AIM OF THE TASK: State how many lines in the items below contain the word "post", giving only the number.

::::::::::

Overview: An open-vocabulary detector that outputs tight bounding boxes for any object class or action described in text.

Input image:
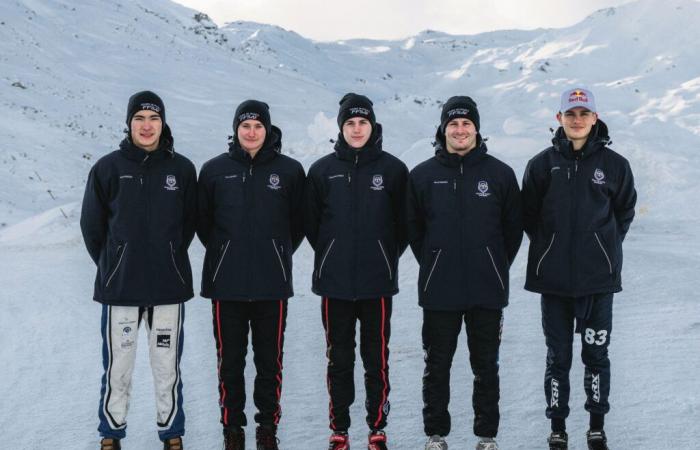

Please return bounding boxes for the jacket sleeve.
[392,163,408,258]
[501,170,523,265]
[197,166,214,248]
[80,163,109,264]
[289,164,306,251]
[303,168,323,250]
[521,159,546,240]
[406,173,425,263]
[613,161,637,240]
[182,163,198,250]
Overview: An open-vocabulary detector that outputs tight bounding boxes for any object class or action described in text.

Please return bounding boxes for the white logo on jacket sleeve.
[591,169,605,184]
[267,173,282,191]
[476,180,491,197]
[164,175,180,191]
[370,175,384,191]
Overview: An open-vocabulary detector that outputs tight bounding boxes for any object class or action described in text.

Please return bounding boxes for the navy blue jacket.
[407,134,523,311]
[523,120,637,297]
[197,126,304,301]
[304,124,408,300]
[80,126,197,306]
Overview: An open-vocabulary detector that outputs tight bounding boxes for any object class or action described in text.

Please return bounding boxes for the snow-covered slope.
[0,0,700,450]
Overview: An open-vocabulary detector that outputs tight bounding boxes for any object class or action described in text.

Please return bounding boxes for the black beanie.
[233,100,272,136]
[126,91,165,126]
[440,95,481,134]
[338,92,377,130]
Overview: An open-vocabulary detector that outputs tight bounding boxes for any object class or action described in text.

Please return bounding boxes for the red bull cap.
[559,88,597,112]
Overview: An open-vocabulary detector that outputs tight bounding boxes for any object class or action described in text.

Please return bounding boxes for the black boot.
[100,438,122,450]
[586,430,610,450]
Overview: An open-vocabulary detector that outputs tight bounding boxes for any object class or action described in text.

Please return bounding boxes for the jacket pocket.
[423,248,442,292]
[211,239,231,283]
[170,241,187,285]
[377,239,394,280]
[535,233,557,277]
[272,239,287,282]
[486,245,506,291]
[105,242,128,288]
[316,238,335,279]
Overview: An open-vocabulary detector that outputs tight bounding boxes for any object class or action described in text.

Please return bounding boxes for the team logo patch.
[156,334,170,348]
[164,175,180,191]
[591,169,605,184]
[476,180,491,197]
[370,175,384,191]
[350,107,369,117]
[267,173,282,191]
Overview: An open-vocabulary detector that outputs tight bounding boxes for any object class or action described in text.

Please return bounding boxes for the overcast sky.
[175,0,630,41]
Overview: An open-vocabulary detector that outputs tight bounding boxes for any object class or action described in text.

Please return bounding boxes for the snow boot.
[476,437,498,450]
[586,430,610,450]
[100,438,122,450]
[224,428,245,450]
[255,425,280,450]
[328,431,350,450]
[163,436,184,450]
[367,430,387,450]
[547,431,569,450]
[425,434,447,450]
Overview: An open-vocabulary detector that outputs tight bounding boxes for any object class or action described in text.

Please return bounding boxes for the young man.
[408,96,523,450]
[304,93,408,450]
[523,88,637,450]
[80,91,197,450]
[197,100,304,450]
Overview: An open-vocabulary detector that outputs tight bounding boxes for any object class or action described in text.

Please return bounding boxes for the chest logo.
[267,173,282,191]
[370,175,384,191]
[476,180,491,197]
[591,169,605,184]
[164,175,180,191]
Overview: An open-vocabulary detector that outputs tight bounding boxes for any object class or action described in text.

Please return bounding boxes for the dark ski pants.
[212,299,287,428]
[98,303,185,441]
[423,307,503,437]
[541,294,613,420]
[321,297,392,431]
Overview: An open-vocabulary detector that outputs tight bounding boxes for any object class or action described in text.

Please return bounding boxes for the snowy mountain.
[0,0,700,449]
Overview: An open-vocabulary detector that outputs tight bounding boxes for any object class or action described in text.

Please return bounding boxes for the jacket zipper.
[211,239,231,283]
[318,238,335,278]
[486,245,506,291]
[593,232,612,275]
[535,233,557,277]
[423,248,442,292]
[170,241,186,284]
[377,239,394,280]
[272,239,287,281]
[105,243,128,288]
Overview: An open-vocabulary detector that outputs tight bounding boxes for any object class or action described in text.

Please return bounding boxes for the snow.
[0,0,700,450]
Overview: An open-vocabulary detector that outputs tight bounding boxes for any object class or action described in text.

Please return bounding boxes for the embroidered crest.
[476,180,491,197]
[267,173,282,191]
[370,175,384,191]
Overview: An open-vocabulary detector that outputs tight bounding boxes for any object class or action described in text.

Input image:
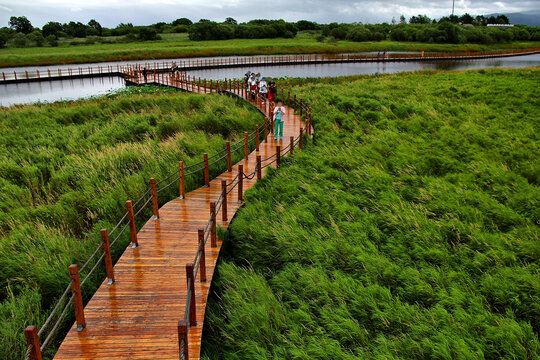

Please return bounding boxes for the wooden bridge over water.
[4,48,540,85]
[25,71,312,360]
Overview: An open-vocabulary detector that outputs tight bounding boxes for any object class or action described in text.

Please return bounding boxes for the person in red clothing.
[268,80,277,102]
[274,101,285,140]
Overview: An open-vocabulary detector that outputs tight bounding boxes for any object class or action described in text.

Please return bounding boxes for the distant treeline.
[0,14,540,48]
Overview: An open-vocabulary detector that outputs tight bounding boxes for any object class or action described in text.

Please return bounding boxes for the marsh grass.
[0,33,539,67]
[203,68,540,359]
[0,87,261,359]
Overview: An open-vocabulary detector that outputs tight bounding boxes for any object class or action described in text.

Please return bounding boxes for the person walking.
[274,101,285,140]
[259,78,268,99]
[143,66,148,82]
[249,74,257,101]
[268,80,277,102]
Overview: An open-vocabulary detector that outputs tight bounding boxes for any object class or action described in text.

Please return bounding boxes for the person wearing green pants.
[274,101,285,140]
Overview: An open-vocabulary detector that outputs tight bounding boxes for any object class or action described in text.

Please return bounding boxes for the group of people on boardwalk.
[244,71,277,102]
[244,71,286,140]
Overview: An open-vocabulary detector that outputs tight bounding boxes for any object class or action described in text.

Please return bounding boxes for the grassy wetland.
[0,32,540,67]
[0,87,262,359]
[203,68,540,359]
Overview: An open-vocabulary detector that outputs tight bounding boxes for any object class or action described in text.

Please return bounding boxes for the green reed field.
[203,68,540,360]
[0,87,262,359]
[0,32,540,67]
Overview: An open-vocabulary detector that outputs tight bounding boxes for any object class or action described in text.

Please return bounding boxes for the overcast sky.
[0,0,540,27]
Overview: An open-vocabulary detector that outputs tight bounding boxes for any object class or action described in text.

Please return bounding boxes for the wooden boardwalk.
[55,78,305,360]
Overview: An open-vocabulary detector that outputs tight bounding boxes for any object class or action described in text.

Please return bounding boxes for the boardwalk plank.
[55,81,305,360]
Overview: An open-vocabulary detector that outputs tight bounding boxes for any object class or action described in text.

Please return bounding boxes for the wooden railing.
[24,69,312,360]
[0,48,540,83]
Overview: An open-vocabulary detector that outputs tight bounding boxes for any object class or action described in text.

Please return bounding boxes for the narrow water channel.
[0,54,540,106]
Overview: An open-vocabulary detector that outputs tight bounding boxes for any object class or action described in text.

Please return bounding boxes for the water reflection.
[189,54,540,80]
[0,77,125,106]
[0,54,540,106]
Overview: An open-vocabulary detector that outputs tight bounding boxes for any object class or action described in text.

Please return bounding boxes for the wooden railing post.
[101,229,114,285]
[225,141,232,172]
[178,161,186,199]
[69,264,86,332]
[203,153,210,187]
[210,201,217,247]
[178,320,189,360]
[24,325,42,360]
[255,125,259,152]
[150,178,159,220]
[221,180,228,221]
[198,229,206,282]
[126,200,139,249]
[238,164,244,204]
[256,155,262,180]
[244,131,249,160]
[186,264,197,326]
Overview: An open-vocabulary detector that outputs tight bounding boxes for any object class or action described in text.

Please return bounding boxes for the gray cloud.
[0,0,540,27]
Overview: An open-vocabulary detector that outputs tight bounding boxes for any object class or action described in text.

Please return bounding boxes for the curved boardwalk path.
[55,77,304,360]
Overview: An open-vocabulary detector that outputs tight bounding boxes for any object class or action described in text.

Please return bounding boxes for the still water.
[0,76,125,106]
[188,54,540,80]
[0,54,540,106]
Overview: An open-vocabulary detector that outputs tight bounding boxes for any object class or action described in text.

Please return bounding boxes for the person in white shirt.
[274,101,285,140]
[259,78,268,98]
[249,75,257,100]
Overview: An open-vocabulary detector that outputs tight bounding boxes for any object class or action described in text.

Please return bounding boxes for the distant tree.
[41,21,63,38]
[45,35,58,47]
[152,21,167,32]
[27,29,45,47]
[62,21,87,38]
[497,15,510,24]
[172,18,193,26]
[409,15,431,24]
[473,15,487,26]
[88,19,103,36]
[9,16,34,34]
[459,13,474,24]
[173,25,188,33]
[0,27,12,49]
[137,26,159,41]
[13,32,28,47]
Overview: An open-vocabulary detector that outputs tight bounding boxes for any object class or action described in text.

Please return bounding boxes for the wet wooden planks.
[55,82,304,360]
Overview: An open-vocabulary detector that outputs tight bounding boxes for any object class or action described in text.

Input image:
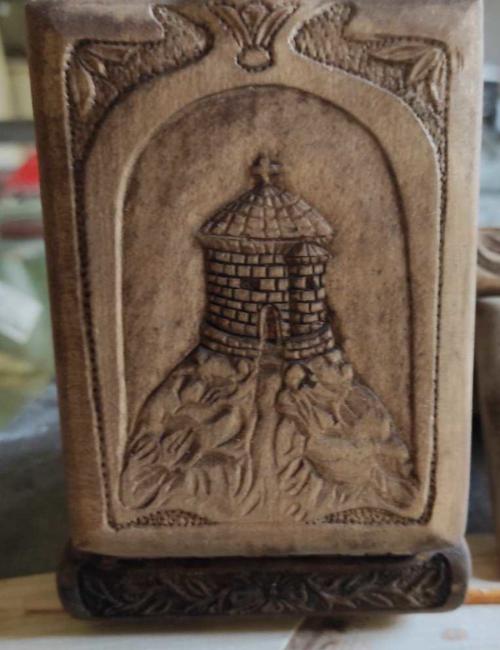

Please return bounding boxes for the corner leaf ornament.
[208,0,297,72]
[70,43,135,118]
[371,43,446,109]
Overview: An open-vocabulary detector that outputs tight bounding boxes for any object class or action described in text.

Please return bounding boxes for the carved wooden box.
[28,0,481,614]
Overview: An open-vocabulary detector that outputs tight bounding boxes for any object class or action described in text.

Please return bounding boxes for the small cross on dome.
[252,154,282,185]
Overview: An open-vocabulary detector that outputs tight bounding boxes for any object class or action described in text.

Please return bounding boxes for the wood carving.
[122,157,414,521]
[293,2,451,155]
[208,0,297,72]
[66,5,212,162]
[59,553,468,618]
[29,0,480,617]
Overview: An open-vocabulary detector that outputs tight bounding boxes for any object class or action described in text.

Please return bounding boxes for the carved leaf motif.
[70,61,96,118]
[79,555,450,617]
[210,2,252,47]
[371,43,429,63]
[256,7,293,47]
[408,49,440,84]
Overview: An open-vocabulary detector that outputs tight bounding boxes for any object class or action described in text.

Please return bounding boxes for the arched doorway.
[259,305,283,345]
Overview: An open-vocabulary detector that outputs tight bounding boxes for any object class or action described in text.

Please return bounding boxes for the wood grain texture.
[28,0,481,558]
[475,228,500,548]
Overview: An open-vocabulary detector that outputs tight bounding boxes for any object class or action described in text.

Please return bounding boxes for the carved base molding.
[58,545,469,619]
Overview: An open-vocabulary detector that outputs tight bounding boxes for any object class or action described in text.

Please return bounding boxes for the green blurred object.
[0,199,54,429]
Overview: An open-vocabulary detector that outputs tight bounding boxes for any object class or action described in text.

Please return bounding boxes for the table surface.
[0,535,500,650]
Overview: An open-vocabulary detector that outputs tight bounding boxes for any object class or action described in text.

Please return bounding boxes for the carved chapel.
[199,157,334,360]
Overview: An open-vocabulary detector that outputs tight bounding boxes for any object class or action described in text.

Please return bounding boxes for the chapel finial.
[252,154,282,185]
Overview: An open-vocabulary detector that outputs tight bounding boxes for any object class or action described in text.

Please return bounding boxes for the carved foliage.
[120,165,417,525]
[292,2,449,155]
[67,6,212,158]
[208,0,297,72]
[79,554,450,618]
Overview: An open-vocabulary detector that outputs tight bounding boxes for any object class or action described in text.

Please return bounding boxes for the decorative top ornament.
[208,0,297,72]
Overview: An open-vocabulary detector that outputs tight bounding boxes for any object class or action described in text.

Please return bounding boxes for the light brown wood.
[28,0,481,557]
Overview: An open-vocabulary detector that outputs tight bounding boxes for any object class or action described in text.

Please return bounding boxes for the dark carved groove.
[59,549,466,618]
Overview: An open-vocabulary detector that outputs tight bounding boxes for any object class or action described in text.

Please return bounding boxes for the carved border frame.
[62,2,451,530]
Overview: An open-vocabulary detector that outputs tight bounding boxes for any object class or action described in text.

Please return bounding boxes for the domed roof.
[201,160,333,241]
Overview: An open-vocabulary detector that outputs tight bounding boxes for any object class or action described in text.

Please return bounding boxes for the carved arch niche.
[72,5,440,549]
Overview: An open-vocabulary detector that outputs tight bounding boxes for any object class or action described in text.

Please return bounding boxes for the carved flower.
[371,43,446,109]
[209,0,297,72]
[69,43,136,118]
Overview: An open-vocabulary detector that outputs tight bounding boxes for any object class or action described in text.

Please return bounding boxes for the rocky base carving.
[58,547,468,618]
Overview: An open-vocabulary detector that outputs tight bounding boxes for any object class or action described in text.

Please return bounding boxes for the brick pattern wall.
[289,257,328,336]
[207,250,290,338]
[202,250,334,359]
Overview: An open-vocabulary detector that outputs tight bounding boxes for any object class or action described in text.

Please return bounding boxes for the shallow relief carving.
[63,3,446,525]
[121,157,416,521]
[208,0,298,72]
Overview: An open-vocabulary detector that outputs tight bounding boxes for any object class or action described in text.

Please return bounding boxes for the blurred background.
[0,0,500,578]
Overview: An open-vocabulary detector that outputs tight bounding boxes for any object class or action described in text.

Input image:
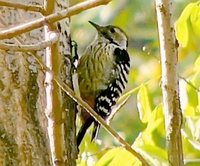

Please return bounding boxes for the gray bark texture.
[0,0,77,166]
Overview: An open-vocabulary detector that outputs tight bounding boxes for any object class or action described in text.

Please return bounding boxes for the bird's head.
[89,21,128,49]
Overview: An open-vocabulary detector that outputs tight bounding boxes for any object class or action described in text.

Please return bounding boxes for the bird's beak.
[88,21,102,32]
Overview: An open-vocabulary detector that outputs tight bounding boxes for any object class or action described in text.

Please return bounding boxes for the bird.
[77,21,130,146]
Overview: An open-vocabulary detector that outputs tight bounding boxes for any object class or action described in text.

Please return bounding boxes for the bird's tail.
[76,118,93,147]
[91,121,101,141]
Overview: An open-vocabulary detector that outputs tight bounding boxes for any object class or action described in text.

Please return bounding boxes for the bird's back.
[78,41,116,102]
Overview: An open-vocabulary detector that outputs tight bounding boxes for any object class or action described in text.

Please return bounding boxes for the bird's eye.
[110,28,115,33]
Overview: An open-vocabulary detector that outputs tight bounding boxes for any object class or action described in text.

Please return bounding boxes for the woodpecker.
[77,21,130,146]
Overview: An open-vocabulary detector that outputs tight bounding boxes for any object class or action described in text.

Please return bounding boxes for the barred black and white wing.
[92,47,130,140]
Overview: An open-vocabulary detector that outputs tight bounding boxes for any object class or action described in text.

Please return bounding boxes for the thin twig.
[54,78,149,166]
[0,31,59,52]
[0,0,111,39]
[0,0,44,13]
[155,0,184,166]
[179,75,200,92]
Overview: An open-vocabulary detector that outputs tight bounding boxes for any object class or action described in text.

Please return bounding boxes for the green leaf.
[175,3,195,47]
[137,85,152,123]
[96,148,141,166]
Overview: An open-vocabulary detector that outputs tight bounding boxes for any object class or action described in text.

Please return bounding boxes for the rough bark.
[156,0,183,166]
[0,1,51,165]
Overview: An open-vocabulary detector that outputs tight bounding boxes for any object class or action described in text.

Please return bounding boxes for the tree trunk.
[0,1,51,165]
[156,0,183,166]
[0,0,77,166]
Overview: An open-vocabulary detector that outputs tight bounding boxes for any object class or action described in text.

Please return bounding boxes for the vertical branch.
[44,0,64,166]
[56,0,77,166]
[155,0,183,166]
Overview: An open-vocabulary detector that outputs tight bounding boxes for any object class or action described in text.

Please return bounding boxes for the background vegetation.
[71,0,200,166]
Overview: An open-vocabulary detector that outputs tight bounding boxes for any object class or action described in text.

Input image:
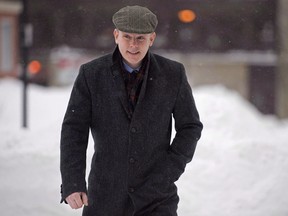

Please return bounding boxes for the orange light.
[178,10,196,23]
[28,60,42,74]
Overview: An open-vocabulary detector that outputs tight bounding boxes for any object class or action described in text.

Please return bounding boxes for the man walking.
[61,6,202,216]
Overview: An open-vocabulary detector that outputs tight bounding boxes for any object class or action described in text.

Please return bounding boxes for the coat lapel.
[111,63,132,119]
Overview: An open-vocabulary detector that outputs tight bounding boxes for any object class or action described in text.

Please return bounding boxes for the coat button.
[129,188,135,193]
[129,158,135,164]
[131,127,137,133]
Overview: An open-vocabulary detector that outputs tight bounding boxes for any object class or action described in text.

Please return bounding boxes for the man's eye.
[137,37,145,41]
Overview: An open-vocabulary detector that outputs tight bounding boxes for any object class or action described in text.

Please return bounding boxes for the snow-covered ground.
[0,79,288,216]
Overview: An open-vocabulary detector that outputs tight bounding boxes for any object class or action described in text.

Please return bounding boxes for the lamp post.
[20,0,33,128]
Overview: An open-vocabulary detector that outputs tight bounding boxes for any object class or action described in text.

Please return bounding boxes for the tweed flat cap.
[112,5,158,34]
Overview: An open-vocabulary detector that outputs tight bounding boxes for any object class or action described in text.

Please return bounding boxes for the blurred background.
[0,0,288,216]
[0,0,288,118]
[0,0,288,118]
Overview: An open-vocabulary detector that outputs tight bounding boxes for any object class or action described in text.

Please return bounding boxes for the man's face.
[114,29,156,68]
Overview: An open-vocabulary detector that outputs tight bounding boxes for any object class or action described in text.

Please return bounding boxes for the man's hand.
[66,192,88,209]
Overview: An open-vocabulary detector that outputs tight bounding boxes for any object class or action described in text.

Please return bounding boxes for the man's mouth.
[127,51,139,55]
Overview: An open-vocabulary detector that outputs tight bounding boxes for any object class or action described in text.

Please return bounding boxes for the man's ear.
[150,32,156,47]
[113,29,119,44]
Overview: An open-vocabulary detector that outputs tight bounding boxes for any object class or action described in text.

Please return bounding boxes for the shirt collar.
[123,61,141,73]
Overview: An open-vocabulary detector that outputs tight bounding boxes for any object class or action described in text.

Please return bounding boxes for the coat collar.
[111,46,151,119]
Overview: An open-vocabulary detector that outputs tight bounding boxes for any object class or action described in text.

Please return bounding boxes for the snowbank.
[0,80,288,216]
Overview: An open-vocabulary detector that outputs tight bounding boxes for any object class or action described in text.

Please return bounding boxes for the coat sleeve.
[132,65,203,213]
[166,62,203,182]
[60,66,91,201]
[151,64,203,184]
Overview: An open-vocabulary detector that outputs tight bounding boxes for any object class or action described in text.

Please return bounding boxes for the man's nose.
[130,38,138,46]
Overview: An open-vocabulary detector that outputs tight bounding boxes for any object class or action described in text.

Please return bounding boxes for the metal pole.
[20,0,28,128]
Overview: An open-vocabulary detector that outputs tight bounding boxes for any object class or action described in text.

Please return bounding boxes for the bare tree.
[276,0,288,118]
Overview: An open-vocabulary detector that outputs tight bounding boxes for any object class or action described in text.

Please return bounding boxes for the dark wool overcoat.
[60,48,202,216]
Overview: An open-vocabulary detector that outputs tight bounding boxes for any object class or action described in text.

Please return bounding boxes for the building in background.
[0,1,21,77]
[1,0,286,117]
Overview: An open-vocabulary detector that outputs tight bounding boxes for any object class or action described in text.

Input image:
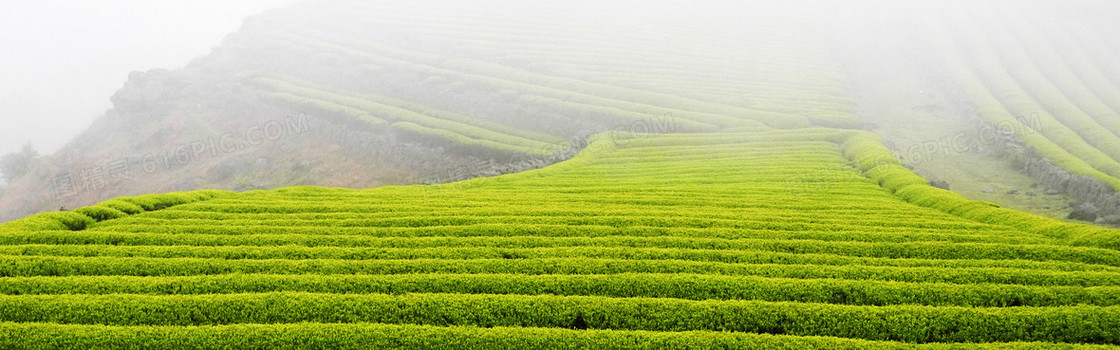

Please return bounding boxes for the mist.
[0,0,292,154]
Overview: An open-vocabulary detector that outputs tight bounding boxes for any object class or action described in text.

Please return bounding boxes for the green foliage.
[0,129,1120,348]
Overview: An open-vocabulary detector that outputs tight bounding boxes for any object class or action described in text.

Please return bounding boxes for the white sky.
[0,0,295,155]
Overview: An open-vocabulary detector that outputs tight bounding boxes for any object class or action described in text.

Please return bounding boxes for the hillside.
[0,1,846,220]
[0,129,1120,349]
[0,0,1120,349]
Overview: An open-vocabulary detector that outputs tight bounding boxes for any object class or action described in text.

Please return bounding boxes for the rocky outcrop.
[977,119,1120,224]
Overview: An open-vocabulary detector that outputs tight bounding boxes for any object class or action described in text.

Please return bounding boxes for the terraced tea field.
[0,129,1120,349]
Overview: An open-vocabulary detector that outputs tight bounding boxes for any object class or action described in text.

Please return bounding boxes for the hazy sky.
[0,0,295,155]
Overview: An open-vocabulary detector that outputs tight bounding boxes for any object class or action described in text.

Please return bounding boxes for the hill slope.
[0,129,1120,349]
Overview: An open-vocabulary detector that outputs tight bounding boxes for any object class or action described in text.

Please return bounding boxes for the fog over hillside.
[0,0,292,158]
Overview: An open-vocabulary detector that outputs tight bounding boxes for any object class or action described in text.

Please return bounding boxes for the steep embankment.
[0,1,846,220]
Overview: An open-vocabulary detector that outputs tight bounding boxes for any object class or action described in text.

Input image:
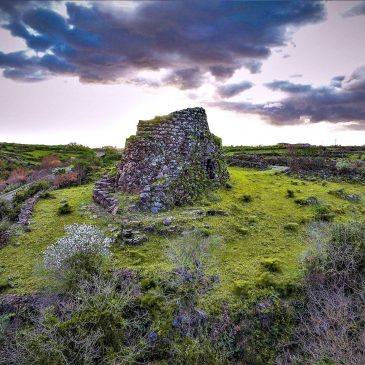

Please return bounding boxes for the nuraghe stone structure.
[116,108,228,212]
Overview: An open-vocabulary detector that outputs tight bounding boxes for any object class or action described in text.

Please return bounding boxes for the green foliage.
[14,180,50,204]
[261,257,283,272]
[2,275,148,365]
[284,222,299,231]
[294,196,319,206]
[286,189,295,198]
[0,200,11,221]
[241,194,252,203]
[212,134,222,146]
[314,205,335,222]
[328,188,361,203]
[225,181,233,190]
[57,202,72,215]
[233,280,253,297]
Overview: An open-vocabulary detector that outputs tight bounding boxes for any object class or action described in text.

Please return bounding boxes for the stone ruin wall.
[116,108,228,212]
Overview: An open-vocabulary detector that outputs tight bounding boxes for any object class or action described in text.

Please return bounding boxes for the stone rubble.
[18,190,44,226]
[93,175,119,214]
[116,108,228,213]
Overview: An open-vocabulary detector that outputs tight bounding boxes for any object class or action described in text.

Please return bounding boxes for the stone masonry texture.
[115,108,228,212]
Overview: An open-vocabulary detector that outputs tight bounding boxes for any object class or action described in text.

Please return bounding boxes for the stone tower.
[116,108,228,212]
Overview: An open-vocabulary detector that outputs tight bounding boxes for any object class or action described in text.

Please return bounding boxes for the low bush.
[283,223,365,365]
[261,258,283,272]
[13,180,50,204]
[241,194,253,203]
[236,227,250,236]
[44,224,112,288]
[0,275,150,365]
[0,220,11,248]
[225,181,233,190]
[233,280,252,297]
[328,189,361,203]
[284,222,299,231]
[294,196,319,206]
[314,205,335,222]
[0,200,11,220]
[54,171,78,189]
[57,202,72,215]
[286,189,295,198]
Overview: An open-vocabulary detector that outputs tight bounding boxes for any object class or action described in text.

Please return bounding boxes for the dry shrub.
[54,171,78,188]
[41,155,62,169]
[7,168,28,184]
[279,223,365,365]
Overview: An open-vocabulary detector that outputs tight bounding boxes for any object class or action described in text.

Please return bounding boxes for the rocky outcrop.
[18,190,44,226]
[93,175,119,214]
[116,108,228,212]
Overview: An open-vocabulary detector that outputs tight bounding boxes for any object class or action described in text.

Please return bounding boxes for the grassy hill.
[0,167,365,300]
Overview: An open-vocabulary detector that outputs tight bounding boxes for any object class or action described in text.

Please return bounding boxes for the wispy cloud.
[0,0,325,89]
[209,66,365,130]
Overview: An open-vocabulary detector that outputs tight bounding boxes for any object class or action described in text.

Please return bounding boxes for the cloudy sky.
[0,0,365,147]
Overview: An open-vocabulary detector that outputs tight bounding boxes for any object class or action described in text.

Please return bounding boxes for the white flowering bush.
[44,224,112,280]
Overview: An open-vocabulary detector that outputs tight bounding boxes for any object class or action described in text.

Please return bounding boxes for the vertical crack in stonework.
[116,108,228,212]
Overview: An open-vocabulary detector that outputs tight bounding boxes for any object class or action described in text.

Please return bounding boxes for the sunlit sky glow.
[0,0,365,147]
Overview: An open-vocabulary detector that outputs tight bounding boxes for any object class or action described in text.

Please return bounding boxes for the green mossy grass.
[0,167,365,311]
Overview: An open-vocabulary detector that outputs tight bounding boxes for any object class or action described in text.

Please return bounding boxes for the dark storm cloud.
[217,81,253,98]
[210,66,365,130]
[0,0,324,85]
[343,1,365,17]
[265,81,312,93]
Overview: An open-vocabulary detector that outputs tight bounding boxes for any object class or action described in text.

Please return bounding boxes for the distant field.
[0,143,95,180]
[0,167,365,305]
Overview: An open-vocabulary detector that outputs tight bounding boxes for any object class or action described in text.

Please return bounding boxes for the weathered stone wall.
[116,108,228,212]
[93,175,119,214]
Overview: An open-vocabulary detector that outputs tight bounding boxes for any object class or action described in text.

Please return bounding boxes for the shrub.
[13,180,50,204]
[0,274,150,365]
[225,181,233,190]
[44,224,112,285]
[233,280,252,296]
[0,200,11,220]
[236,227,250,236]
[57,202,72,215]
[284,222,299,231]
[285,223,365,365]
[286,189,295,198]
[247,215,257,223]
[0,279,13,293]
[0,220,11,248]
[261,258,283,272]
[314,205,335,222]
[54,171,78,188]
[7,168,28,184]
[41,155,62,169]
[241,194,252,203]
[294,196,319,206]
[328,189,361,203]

::::::::::

ANSWER TO THIS EXERCISE: 2